东晋南朝政权在发生大旱、稻作因缺水难以进行时,敦促种麦,对旱作在南方的扩大也起了推动作用。
《晋书·食货志》称:“太兴元年,诏曰:‘徐、扬二州土宜三麦,可督令熯地,投秋下种,至夏而熟,继新故之交,于以周济,所益甚大。昔汉遣轻车使者汜胜之督三辅种麦,而关中遂穰。勿令后晚。’其后频年麦虽有旱蝗,而为益犹多。”[2](P.791)据同书《五行志中》:“元帝建武元年,扬州旱。去年十二月,淳于伯冤死,其年即旱,而太兴元年六月又旱。”[2](P.840)因为扬州连续发生旱灾,可能导致水稻欠收或不能种植,所以朝廷下令种麦,“继新故之交,于以周济”。同书《五行志上》又称:“太兴二年,吴郡、吴兴、东阳无麦禾,大饥。”[2](P.8098)这当然是属于在原本稻作的土地上进行的暂时性的旱作,而不是从根本上改稻作为麦或稻麦轮作。
朝廷因大旱而强调旱作,刘宋时亦如此。元嘉二十一年七月诏:
比年谷稼伤损,淫亢成灾,亦由播殖之宜,尚有未尽。南徐、兖、豫及扬州浙江西属郡,自今悉督种麦,以助阙乏。速运彭城下邳郡见种,委刺史贷给。徐、豫土多稻田,而民间专务陆作,可符二镇,履行旧陂,相率修立,并课垦辟,使及来年。凡诸州郡,皆令尽勤地利,劝导播殖,蚕桑麻纻,各尽其方,不得但奉行公文而已。[3](P.92)

☆ ☆ ☆ ☆ ☆ ☆ ☆

=== 题目 1 ===
请根据正文回答以下问题:
(a) 太兴元年的诏书称哪两个州“土宜三麦”?
(b) 据《五行志上》,太兴二年哪几个郡“无麦禾,大饥”?
(c) 元嘉二十一年七月的诏书要求从哪里速运现有麦种?
=== 题目 2 ===
请抄录正文中从“东晋南朝政权在发生大旱、稻作”开始、一直到“根本上改稻作为麦或稻麦轮作。”为止的部分。
作答时只以正文为依据。

=== 所附材料 ===
☆ ☆ ☆ ☆ ☆ ☆ ☆

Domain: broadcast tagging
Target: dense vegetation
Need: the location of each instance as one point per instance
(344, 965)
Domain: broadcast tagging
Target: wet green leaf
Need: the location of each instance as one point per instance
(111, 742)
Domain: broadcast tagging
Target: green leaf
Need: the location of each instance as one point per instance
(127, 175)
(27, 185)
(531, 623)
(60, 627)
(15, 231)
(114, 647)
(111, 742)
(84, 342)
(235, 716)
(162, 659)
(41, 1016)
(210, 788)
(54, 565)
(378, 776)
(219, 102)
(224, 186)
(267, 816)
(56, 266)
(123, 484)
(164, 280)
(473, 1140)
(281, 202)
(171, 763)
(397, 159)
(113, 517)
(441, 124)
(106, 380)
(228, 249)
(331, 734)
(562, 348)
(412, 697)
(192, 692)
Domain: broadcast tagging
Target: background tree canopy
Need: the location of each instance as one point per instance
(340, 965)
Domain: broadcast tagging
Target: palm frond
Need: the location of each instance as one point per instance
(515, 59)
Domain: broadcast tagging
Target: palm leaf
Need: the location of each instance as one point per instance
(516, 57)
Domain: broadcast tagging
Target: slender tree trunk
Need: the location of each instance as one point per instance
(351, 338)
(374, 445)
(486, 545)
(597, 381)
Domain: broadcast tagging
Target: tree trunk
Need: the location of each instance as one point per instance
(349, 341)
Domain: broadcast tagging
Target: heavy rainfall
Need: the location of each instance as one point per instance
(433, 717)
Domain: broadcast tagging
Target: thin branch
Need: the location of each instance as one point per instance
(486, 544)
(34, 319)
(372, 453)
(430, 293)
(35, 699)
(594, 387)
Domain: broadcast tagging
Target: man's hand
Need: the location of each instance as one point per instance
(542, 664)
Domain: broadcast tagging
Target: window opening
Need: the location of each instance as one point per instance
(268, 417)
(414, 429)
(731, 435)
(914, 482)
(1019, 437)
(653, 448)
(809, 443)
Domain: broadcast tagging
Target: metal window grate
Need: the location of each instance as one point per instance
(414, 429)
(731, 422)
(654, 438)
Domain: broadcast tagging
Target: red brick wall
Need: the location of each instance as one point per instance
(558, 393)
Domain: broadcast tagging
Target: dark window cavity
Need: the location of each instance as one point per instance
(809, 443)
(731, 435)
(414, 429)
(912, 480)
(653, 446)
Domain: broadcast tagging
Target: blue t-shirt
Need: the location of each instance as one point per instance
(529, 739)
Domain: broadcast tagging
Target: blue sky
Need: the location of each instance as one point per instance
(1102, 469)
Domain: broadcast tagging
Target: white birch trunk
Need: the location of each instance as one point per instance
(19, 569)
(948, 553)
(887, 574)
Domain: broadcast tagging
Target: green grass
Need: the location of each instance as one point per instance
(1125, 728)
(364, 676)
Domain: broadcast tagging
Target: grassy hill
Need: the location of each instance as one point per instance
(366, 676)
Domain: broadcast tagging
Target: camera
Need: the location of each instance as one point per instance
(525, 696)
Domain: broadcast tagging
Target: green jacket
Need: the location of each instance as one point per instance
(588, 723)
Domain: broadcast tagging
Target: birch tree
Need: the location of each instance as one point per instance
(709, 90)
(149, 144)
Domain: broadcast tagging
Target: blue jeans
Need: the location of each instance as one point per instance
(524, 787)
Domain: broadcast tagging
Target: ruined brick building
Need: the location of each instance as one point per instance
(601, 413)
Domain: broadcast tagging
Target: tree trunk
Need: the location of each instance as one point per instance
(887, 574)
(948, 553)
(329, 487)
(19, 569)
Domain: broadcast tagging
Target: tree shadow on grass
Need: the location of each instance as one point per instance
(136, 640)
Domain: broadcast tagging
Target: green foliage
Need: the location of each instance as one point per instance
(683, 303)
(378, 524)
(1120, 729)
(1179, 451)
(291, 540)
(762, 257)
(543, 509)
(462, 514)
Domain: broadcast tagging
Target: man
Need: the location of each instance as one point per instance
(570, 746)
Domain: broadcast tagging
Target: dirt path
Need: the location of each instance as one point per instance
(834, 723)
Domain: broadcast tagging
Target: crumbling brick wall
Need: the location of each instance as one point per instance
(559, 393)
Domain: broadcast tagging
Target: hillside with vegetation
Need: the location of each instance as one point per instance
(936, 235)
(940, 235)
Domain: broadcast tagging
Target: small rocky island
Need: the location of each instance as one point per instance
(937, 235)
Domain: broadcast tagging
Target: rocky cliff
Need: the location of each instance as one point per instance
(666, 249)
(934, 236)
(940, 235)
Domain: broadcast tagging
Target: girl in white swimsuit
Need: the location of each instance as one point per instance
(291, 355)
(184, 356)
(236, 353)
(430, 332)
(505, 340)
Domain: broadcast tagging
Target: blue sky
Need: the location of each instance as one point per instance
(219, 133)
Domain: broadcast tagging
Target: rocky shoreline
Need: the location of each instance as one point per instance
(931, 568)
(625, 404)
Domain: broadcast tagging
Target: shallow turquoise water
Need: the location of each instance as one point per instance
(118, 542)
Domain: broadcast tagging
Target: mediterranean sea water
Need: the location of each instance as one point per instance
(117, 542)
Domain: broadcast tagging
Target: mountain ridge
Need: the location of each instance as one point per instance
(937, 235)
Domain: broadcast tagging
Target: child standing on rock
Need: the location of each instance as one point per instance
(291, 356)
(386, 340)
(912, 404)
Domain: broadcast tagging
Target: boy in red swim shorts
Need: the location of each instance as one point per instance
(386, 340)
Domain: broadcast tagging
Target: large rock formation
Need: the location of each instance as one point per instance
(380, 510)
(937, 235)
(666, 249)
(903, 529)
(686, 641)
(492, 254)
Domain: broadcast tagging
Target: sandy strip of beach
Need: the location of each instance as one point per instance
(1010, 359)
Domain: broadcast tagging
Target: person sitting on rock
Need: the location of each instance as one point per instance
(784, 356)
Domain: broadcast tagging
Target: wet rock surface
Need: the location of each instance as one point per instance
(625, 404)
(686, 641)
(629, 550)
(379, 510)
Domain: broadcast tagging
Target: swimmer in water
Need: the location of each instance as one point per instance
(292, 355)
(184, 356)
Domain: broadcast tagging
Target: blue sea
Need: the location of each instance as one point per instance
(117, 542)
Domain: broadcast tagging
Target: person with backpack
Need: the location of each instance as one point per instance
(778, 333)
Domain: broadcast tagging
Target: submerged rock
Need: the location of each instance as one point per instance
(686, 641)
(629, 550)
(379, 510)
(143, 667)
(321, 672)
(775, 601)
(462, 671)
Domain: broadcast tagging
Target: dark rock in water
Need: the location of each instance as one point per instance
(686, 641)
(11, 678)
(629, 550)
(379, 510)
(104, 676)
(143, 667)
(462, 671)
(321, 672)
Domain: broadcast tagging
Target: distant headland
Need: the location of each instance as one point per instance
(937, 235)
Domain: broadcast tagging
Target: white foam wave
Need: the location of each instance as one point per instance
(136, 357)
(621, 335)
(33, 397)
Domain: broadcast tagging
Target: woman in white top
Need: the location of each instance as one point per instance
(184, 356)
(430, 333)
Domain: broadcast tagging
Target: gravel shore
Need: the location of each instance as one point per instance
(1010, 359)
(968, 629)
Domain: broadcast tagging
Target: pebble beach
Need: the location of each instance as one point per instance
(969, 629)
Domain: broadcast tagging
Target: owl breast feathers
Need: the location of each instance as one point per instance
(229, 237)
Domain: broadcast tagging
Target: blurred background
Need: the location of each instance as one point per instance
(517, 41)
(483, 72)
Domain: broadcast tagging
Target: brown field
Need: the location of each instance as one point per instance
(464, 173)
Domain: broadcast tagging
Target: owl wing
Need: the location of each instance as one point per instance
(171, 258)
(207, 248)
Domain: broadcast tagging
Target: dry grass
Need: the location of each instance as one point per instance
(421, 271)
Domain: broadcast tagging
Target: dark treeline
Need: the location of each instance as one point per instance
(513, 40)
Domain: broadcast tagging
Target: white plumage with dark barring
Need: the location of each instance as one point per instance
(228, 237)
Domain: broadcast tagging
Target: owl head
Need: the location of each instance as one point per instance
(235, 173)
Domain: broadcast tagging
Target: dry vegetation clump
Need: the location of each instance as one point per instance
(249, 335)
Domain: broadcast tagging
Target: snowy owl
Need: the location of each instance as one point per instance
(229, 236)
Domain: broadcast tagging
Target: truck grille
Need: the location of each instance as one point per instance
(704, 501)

☆ ☆ ☆ ☆ ☆ ☆ ☆

=== 答案 1 ===
(a) 徐州和扬州。
(b) 吴郡、吴兴、东阳。
(c) 彭城、下邳郡。

=== 答案 2 ===
东晋南朝政权在发生大旱、稻作因缺水难以进行时,敦促种麦,对旱作在南方的扩大也起了推动作用。
《晋书·食货志》称:“太兴元年,诏曰:‘徐、扬二州土宜三麦,可督令熯地,投秋下种,至夏而熟,继新故之交,于以周济,所益甚大。昔汉遣轻车使者汜胜之督三辅种麦,而关中遂穰。勿令后晚。’其后频年麦虽有旱蝗,而为益犹多。”[2](P.791)据同书《五行志中》:“元帝建武元年,扬州旱。去年十二月,淳于伯冤死,其年即旱,而太兴元年六月又旱。”[2](P.840)因为扬州连续发生旱灾,可能导致水稻欠收或不能种植,所以朝廷下令种麦,“继新故之交,于以周济”。同书《五行志上》又称:“太兴二年,吴郡、吴兴、东阳无麦禾,大饥。”[2](P.8098)这当然是属于在原本稻作的土地上进行的暂时性的旱作,而不是从根本上改稻作为麦或稻麦轮作。